**EXERCISE TASKS**
1: According to the monitoring article, across how many locations is the client's network spread?
2: List every aspect of systems and applications into which, according to the monitoring article, a good monitoring system gives visibility in almost real time.
3: Repeat the portion of the monitoring article starting at "To wrap up the" and ending at "confirming their hypothesis.", word for word.

>> BEGIN SOURCE PASSAGE

So how do we, the IT professional (warrior,) get under the hood in much the same way as Mike and his crew to see what is going? Fortunately we can do it without destroying walls or having to remove asbestos from old pipes. Installing a comprehensive monitoring system with deep inspection and visibility into systems and components can give you exactly the same type of information Mike and his crew derive from checking the condition of framing, mechanical systems, and other aspects of a home. With a good monitoring system you will have visibility, in almost real time, into the health, performance and behavior of systems and applications.
Here is a great example of a real situation of our fellow Voyants (MSPs using Servoyant to provide service to their customers) recently shared with us. The client’s network is a diverse network spread out across 20 locations throughout the United States. There are approximately 120 total users, and they are heavily dependent on their ERP package, which is delivered via 4 load-balanced terminal servers to end users across all locations. The core infrastructure is located at a data center and consists of HP servers running in a Hyper-V cluster along with dedicated database servers. Everything was running great until the latest ERP upgrade.
Although everything ran fine during the pilot of the new ERP package, as soon as the new version was rolled out to the entire company, the problems began to manifest themselves. Entering orders would take 30-45 seconds just to change screens. Querying inventory could take 3-4 minutes per item being queried. This became the hottest topic of conversation among the employees, and neither they nor management was happy about what was going on. Instead of turning to the ERP people, management turned to their IT provider, our fellow Voyant. It was a good thing they did.
Traditionally the solution to these problems would just be to throw more hardware at it. If something is slow, then it must need more memory, faster processors, etc… This was the conventional wisdom of the past. When you are dealing with live, production systems, a forklift upgrade may not always be an option. Plus how do you explain to the client that they will need to upgrade all of the equipment they just purchased six months ago? No matter how you slice it, we can no longer make blind recommendations in today’s demanding IT environments. The good news is that with the right tools in place, you do not need to guess. You can find the root cause and make the right recommendations, just like Mike Holmes.
To wrap up the story, our fellow Voyant took a pragmatic approach to the problem reported with the ERP package. They began by reviewing the telemetry collected through Servoyant. They focused on the terminal servers as well as the database backend. The tier 3 engineers looking into this immediately spotted 3 potential root causes – the most likely being that the backend server was I/O bound. After adding several tests to the servers in order to try to rule out other possibilities, the engineers continued collecting the data via Servoyant, increasing the frequency of checks. At the same time, the managers at each location were instructed to contact the engineers when the systems were behaving particularly slowly. The engineers were able to plot the times of the calls to periods of high disk I/O on the backend, confirming their hypothesis.

>> END SOURCE PASSAGE
>> BEGIN DATA LINES

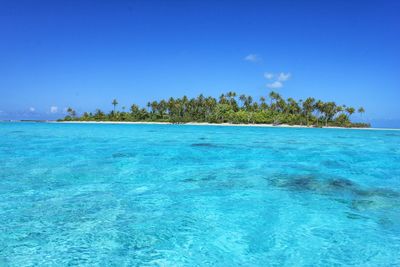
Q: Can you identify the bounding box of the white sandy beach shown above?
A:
[54,121,400,131]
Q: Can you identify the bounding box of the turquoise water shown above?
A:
[0,123,400,266]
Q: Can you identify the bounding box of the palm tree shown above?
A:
[358,107,365,118]
[303,97,315,126]
[111,98,118,113]
[323,102,337,126]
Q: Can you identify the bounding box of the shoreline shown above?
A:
[50,121,400,131]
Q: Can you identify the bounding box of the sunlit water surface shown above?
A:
[0,123,400,266]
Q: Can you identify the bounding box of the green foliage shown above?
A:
[64,91,369,127]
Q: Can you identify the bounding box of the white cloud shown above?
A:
[50,106,58,113]
[264,72,291,89]
[267,81,283,89]
[278,72,291,82]
[244,54,261,62]
[264,72,274,80]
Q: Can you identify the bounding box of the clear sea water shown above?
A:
[0,123,400,266]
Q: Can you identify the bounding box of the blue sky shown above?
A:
[0,0,400,127]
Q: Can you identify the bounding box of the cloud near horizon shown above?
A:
[244,54,261,62]
[50,106,58,113]
[264,72,291,89]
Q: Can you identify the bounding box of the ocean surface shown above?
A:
[0,123,400,267]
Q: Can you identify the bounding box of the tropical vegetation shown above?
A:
[61,91,369,127]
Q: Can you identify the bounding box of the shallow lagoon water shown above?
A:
[0,123,400,266]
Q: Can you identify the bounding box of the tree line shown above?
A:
[61,91,369,127]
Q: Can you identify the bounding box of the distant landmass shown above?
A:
[59,91,370,127]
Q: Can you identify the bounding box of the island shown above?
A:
[58,91,370,128]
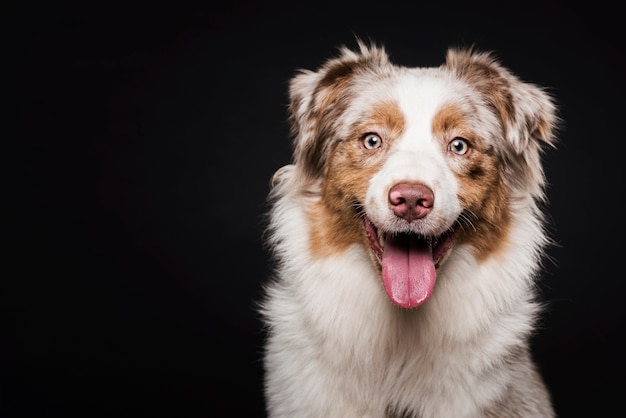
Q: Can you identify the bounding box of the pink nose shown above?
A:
[389,183,435,222]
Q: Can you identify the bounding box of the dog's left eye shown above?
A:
[448,138,470,155]
[363,134,383,149]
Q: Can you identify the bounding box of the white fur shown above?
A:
[261,43,551,418]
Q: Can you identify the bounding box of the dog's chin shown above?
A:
[364,217,452,308]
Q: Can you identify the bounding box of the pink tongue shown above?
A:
[383,234,437,308]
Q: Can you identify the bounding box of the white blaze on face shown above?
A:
[365,70,461,236]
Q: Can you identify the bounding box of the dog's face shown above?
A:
[290,45,556,308]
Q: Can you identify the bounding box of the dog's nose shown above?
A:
[389,183,435,222]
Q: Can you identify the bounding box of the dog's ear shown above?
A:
[289,40,389,185]
[445,48,559,197]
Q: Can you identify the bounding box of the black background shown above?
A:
[6,0,626,418]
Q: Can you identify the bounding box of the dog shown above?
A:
[259,40,560,418]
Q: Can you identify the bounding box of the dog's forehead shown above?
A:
[352,68,471,129]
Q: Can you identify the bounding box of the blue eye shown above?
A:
[448,137,470,155]
[363,134,383,149]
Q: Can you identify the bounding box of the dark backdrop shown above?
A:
[6,0,626,418]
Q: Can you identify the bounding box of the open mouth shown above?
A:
[364,217,452,308]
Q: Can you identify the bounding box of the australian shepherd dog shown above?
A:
[259,41,559,418]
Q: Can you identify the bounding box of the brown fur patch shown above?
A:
[432,104,510,260]
[309,102,405,256]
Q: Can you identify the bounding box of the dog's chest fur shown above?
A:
[261,40,556,417]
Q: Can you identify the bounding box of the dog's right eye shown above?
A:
[363,134,383,149]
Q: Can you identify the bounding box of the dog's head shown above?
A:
[280,43,557,307]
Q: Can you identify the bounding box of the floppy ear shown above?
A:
[289,41,388,185]
[446,49,559,197]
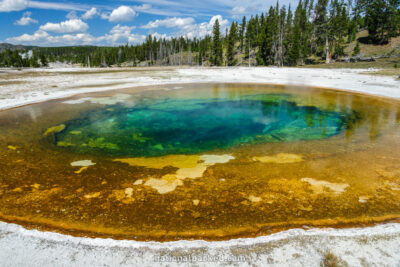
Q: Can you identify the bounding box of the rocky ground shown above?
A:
[0,68,400,266]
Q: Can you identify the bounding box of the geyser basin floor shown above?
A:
[0,84,400,243]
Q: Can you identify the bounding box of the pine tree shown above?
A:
[226,22,237,66]
[212,19,222,66]
[353,41,361,56]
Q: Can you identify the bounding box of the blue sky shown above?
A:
[0,0,297,46]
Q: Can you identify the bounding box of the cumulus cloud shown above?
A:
[141,17,194,29]
[40,19,89,33]
[14,12,38,26]
[230,6,249,18]
[106,6,136,22]
[7,30,96,46]
[82,7,98,19]
[0,0,28,12]
[98,24,146,45]
[177,15,229,38]
[65,10,78,19]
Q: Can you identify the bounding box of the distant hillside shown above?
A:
[0,43,35,53]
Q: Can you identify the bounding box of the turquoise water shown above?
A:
[56,94,354,157]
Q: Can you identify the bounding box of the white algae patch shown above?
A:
[63,94,132,105]
[114,154,235,194]
[301,178,349,194]
[71,160,96,167]
[0,67,400,267]
[0,67,400,113]
[0,222,400,267]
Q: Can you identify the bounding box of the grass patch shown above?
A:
[320,251,348,267]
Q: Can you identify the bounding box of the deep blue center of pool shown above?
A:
[56,95,350,157]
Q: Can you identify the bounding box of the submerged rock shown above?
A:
[43,124,67,136]
[253,153,304,164]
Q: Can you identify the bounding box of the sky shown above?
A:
[0,0,297,46]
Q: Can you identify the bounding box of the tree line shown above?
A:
[0,0,400,67]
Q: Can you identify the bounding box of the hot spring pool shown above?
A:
[0,84,400,241]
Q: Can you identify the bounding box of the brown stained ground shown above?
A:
[0,85,400,241]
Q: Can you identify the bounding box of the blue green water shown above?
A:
[56,94,353,157]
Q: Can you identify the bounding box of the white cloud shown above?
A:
[7,30,96,46]
[230,6,249,19]
[107,6,136,22]
[40,19,89,33]
[65,10,78,19]
[82,7,98,19]
[98,24,146,45]
[14,11,38,26]
[176,15,229,38]
[141,17,194,29]
[0,0,28,12]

>> END DATA LINES

**OUTPUTS IN ORDER**
1: 20 locations throughout the United States.

2: Health, performance, behavior

3:
To wrap up the story, our fellow Voyant took a pragmatic approach to the problem reported with the ERP package. They began by reviewing the telemetry collected through Servoyant. They focused on the terminal servers as well as the database backend. The tier 3 engineers looking into this immediately spotted 3 potential root causes – the most likely being that the backend server was I/O bound. After adding several tests to the servers in order to try to rule out other possibilities, the engineers continued collecting the data via Servoyant, increasing the frequency of checks. At the same time, the managers at each location were instructed to contact the engineers when the systems were behaving particularly slowly. The engineers were able to plot the times of the calls to periods of high disk I/O on the backend, confirming their hypothesis.